Faster is better, say the entrepreneurs - if you want it now, you should have it now. You're connected, you're plugged in, you're reachable everywhere.

The Now Generation, the Hurry Society - call it what you will. It seems to work for the Americans - but will it work over here?

Is Europe going too fast for its own good? Is technology threatening to destroy Europe's soul? British writer and broadcaster, Simon Hoggart, and the German on-line journalist, Sebastian Voss tackle this issue on this week's Europewide debate. Tell us what you think.


Your reaction

If Europe does not want to be just a follower it has to find its own way to enrich the Web

Guillaume Alasseur, France
I don't want to be the advocate of the devil, but it seems that the heart of the debate "Europe vs Internet" is not to know whether the Old Continent will lose its soul but how it will make its voice echo in the new territories of the Net. If Europe does not want to be just a follower it has to find its own way to enrich the Web and all its components. Just like 500 years ago, Europe has to remember how it is to discover a New World.
Guillaume Alassuer, France

I don't think it's true to say that Europe is losing it's soul to technology any more than America or any other country is. What is happening is that the individual is being empowered by technology to be a more active citizen. In the next century, it will not be a select group of European bureaucrats making the decisions but a community of European citizens voting on issues in person via the internet. Technology can bring back to Europe the true spirit of a democracy, where everyone can cast a vote on every issue in person.
Mark Schofield, France

No. Quite the contrary, technology and communication will actually reveal the true essence of the " European Soul" if this can truly be defined.
S Samtani, USA

The danger with questions like "is Europe losing its soul to technology" is that they perpetuate the illusion that there is such a thing as Europe's soul, distinct from the soul of the individual who ponders about it and whose daily personal intercourse with technology shapes Europe's soul.
"No man is an island... if a clod be washed away by the sea, Europe is the less... And therefore never send to know for whom the bell tolls, it tolls for thee...". Is my soul washed away by technology, that is the question I must ask myself daily.
Daniel Laguitton, Canada

If we do not compete, we will DIE.

Andy Dobson, UK, working in USA
Wake up and smell the coffee, how long does Europe think it can survive without competing with the US. I am working currently in San Diego and the i-Drive is phenomenal, I overheard two under grads last night telling how they were going to do MBAs in 2 years.
I told a work colleague that The PM wants all schools 'internet ready' by end 2001, he laughed in derision. If we do not compete, we will DIE.
Andy Dobson, UK, working in USA

I'm the CEO of a startup mobile Internet business. In my opinion Europe as a whole is not deploying technology fast enough. Europe needs to make sure that technology and the Internet are the central theme of all business thinking as we move into the first decade of the new century. We simply cannot afford to be complacent about this issue. Letting up on the pace is not an option.

(Recorded data)
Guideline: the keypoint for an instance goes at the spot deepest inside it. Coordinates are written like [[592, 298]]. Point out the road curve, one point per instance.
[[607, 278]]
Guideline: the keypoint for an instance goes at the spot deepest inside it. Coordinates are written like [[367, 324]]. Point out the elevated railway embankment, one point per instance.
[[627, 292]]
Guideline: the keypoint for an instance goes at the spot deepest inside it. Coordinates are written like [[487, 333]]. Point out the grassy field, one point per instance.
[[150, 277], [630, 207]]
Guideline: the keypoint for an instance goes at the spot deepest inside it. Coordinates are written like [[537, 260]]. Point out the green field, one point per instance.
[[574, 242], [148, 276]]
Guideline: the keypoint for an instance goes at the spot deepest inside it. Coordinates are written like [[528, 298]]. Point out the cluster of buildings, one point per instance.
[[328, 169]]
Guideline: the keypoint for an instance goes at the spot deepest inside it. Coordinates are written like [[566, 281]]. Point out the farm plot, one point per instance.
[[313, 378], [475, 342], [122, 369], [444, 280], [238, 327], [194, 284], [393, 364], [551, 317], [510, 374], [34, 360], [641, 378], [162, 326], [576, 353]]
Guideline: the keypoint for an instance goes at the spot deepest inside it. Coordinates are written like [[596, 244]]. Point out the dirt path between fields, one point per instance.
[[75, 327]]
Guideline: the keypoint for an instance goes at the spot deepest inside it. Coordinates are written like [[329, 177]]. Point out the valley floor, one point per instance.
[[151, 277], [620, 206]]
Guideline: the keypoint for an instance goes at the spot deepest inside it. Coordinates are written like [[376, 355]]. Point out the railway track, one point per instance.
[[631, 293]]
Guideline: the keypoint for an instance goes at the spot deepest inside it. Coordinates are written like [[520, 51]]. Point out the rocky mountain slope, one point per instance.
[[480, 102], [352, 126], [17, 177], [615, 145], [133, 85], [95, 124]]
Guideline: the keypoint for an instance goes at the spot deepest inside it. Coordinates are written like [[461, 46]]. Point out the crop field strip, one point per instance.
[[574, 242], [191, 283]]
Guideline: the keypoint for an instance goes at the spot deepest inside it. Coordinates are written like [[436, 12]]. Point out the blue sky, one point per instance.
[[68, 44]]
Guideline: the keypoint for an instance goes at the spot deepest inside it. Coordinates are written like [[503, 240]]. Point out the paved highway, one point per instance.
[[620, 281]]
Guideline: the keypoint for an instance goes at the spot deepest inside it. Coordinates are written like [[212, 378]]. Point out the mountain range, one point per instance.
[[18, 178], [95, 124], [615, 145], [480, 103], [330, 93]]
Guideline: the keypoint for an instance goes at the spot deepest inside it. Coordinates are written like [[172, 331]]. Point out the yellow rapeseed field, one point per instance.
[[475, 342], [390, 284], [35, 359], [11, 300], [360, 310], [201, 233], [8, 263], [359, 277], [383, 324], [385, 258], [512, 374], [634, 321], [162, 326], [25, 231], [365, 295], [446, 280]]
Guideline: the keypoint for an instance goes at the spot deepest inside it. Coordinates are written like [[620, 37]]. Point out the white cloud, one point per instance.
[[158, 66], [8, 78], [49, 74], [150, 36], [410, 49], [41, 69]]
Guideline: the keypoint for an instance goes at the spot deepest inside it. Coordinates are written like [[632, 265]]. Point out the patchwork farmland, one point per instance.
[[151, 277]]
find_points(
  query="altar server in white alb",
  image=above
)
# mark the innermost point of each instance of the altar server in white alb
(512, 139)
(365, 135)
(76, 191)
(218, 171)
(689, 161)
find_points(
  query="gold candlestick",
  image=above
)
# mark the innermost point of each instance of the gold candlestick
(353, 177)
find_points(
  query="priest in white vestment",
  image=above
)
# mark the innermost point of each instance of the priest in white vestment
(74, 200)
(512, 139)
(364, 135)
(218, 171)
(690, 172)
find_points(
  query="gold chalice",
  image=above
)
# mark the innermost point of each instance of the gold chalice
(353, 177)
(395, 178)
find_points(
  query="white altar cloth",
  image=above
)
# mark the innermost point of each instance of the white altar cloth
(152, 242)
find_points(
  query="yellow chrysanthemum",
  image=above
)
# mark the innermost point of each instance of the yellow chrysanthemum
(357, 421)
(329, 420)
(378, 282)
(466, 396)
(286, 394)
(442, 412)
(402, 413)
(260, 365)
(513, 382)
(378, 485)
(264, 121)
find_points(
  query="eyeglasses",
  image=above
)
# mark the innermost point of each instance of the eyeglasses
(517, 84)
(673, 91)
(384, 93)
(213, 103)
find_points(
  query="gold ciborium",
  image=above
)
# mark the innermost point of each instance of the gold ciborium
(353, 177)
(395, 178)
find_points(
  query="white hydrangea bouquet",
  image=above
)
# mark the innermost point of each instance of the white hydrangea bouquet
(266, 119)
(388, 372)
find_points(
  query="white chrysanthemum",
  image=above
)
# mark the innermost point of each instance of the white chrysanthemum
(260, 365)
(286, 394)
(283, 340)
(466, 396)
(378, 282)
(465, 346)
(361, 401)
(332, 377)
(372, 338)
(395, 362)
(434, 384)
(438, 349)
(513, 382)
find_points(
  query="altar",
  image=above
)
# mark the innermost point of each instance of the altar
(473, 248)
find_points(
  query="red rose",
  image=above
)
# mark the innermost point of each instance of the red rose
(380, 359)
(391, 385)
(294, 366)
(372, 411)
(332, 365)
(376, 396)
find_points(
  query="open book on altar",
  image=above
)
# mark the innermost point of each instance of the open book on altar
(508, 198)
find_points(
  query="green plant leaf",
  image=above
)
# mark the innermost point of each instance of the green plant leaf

### What this task involves
In the debate on Europe and technology, who takes on the issue in this week's Europewide debate?

### Correct response
British writer and broadcaster Simon Hoggart and German on-line journalist Sebastian Voss.